- **How to complete this task**
Your job with the data below: print everything from the line that holds "the warrior's leg." down to the line that holds "the warrior's knee.", ends included, exactly, and nothing else.

#### Supplied data ####

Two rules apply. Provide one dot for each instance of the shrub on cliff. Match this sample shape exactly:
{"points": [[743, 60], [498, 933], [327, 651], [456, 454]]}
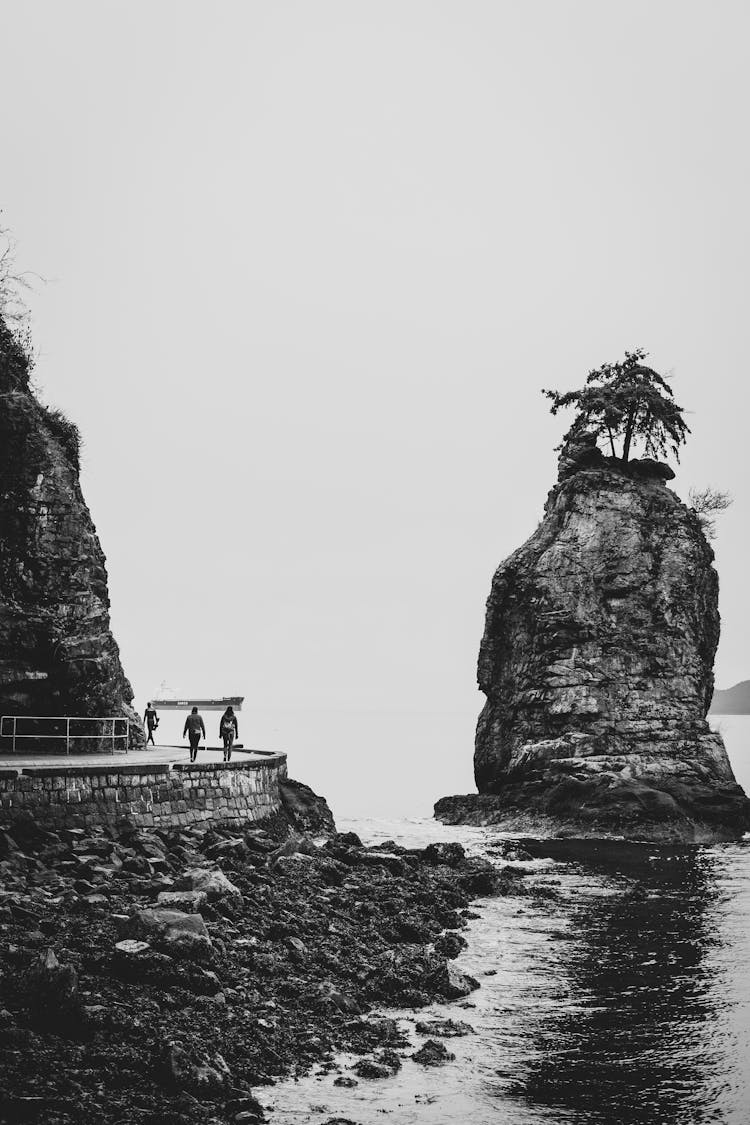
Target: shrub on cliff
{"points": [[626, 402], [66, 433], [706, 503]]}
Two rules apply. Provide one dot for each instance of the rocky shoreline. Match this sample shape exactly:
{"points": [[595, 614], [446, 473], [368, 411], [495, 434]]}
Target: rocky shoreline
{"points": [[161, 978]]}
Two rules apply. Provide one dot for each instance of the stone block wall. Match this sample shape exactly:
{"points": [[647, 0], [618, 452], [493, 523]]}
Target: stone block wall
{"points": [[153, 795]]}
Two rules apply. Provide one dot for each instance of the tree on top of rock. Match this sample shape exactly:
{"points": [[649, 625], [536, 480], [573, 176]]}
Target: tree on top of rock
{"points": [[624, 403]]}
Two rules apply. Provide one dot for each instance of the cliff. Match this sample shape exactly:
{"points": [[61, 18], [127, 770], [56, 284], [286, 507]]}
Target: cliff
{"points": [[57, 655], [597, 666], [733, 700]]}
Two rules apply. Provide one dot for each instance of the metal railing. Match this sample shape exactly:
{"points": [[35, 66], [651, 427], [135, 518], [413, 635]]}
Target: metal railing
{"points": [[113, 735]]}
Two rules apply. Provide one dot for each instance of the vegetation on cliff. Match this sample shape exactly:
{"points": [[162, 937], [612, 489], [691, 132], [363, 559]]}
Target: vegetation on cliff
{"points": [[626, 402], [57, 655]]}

####
#### Supplied data ####

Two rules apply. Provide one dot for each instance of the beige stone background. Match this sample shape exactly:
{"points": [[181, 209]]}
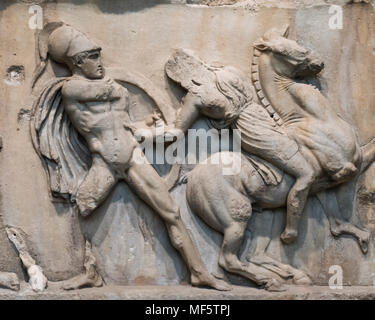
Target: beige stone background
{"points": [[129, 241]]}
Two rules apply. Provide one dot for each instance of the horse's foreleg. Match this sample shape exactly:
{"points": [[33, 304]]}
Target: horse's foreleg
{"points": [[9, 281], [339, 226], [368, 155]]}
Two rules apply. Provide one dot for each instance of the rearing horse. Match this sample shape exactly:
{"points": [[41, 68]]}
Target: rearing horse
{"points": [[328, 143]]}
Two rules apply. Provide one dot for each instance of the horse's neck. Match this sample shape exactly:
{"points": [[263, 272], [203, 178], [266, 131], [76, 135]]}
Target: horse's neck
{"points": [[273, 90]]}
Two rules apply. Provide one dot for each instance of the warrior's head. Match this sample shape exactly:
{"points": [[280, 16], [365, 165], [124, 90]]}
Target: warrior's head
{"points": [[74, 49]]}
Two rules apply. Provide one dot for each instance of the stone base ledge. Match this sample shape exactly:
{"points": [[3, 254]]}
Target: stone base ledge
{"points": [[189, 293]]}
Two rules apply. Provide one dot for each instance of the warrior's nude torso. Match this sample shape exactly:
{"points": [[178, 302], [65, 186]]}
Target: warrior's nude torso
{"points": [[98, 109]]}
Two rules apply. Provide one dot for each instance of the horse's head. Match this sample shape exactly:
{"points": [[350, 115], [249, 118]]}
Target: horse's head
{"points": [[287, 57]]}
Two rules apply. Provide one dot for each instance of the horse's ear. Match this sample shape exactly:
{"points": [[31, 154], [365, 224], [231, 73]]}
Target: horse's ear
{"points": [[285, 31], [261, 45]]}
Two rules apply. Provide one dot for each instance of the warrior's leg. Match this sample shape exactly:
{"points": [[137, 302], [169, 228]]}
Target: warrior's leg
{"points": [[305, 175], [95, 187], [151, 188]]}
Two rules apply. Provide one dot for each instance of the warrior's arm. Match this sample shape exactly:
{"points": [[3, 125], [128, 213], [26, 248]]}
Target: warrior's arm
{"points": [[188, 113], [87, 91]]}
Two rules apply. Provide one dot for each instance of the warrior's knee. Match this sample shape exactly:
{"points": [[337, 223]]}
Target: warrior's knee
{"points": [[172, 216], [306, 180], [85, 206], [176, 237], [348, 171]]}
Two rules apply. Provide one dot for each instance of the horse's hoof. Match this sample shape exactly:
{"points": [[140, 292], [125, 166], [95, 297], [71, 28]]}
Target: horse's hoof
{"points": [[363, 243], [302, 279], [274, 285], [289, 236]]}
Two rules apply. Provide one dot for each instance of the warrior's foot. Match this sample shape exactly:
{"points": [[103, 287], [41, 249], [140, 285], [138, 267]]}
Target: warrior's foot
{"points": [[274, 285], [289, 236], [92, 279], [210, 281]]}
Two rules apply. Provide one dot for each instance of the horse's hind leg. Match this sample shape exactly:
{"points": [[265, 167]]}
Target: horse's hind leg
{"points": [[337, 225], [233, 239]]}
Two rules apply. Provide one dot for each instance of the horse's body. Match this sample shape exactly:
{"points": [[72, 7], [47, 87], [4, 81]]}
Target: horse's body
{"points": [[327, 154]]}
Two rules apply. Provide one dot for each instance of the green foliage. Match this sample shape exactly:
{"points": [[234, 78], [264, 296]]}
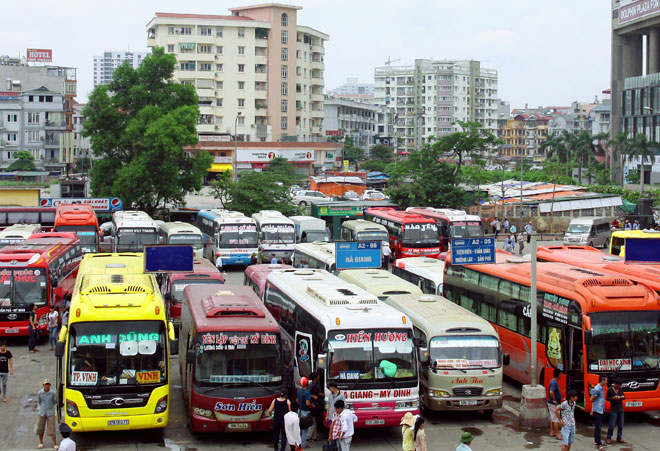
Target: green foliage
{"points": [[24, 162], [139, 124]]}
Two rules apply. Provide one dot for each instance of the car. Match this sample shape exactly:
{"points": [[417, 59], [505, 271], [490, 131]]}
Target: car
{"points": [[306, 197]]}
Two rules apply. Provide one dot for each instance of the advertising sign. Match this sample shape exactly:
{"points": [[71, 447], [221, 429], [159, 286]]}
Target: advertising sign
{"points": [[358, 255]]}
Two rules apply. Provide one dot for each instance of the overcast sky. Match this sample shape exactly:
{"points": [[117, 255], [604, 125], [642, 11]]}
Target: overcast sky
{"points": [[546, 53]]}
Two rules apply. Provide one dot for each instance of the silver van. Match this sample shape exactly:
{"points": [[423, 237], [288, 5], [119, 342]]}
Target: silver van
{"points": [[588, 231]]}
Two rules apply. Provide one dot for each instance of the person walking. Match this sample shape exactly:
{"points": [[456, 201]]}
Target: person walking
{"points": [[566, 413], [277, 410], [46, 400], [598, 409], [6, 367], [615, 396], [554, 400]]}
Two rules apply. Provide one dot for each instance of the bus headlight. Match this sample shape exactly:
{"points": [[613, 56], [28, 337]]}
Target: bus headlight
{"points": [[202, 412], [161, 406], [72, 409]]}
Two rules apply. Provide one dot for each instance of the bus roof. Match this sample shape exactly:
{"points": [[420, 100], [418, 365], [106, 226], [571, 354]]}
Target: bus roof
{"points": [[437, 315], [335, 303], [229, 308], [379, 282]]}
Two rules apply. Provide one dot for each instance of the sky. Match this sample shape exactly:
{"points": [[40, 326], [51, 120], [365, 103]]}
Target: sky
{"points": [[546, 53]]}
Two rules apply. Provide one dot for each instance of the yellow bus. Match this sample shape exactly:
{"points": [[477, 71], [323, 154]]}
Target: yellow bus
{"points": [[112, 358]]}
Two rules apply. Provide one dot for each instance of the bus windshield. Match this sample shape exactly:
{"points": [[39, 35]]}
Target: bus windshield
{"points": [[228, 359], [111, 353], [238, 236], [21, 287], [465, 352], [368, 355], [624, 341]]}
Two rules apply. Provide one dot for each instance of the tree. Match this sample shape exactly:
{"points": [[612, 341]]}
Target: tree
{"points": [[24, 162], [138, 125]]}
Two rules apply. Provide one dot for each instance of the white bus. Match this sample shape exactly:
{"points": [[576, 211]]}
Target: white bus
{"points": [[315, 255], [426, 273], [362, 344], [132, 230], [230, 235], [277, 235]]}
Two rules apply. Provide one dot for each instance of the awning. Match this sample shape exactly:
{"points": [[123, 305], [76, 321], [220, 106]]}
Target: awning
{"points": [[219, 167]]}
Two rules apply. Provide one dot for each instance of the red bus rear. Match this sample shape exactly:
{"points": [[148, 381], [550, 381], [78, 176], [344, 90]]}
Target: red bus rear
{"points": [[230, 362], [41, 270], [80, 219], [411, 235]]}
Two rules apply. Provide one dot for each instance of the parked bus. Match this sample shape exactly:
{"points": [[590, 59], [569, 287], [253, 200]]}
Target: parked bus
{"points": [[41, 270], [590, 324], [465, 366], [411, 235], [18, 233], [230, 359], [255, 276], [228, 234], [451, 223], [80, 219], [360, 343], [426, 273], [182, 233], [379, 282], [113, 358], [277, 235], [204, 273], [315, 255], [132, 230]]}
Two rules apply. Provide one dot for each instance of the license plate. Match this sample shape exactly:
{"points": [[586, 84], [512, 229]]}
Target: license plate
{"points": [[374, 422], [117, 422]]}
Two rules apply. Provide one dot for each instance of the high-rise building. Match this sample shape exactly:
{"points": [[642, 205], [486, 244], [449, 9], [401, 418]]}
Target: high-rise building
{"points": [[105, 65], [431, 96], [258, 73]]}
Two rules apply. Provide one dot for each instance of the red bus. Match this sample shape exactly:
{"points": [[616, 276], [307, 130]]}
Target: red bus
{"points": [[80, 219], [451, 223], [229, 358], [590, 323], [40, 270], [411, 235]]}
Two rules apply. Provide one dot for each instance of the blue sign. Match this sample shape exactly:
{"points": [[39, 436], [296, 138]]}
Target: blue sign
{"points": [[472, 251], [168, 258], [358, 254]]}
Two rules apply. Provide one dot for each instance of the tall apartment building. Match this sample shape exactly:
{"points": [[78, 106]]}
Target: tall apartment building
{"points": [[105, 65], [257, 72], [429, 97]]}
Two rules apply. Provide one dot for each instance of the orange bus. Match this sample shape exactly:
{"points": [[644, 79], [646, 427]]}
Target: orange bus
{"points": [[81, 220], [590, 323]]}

####

- **Task answer**
Two rules apply. Provide one dot for each instance of the warrior's leg. Match this sample shape exactly:
{"points": [[137, 302], [169, 228]]}
Target: warrior's leg
{"points": [[305, 175], [95, 187], [151, 188]]}
Two rules apply. Provide one dot for each instance of the warrior's arm. Match this sample shape exactly:
{"points": [[3, 125], [128, 213], [26, 248]]}
Target: warrior's arm
{"points": [[188, 113], [87, 91]]}
Two rules apply. Provide one dot for each instance of the warrior's knee. Match this sample shape exactly:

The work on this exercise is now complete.